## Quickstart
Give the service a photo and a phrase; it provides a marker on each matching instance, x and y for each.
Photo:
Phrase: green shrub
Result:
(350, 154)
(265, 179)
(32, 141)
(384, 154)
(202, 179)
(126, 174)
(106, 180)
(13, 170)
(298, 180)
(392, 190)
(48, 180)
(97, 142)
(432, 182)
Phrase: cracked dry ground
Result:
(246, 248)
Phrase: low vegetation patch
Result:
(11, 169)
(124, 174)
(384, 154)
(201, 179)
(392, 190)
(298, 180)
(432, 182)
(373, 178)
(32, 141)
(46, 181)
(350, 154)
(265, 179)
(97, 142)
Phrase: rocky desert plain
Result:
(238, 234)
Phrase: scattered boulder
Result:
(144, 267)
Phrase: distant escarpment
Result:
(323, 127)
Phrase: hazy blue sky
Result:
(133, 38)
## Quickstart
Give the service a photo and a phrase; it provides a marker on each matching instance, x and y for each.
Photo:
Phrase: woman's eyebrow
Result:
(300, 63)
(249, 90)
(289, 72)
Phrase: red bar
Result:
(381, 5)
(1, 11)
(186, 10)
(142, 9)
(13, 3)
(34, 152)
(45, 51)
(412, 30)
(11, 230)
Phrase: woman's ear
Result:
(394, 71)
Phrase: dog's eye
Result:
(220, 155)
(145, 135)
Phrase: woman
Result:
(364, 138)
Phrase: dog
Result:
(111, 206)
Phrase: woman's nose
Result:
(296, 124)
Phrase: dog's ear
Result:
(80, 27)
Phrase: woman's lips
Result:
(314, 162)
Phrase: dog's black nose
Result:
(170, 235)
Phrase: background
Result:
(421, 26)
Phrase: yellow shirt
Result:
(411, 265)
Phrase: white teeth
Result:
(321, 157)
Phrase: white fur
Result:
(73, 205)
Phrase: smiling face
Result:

→ **INSTRUCTIONS TO FOLLOW**
Nothing should be omitted or altered. Retype the records exactly.

→ **OUTPUT BELOW**
## Quickstart
Give the service a photo and a phrase; it provides a marker on each matching instance, x and y for each.
Photo:
Phrase: green shrub
Result:
(350, 154)
(265, 179)
(32, 141)
(384, 154)
(202, 179)
(126, 174)
(106, 180)
(13, 170)
(298, 180)
(392, 190)
(48, 180)
(97, 142)
(432, 182)
Phrase: cracked dry ground
Result:
(246, 248)
Phrase: low vegetation patch
Result:
(11, 169)
(124, 174)
(384, 154)
(201, 179)
(392, 190)
(298, 180)
(432, 182)
(373, 178)
(32, 141)
(46, 181)
(350, 154)
(265, 179)
(97, 142)
Phrase: rocky desert plain
Result:
(238, 234)
Phrase: scattered boulder
Result:
(144, 267)
Phrase: distant escarpment
Result:
(323, 127)
Phrase: hazy blue sky
Result:
(133, 38)
## Quickstart
Give the service a photo and a phrase; it provides a marker on each matching instance, x and y for each.
Photo:
Phrase: woman's eyebrow
Result:
(300, 63)
(249, 90)
(289, 72)
Phrase: red bar
Result:
(381, 5)
(1, 11)
(186, 10)
(142, 9)
(13, 3)
(34, 152)
(45, 51)
(412, 30)
(11, 230)
Phrase: woman's ear
Result:
(394, 71)
Phrase: dog's eye
Result:
(220, 155)
(145, 135)
Phrase: woman
Result:
(364, 138)
Phrase: dog
Result:
(111, 206)
Phrase: woman's nose
Result:
(296, 124)
Phrase: dog's ear
Result:
(80, 27)
Phrase: woman's lips
Result:
(314, 162)
Phrase: dog's black nose
Result:
(170, 235)
Phrase: background
Result:
(421, 26)
Phrase: yellow shirt
Result:
(411, 265)
Phrase: white teeth
Result:
(321, 157)
Phrase: white fur
Result:
(73, 205)
Phrase: smiling face
Result:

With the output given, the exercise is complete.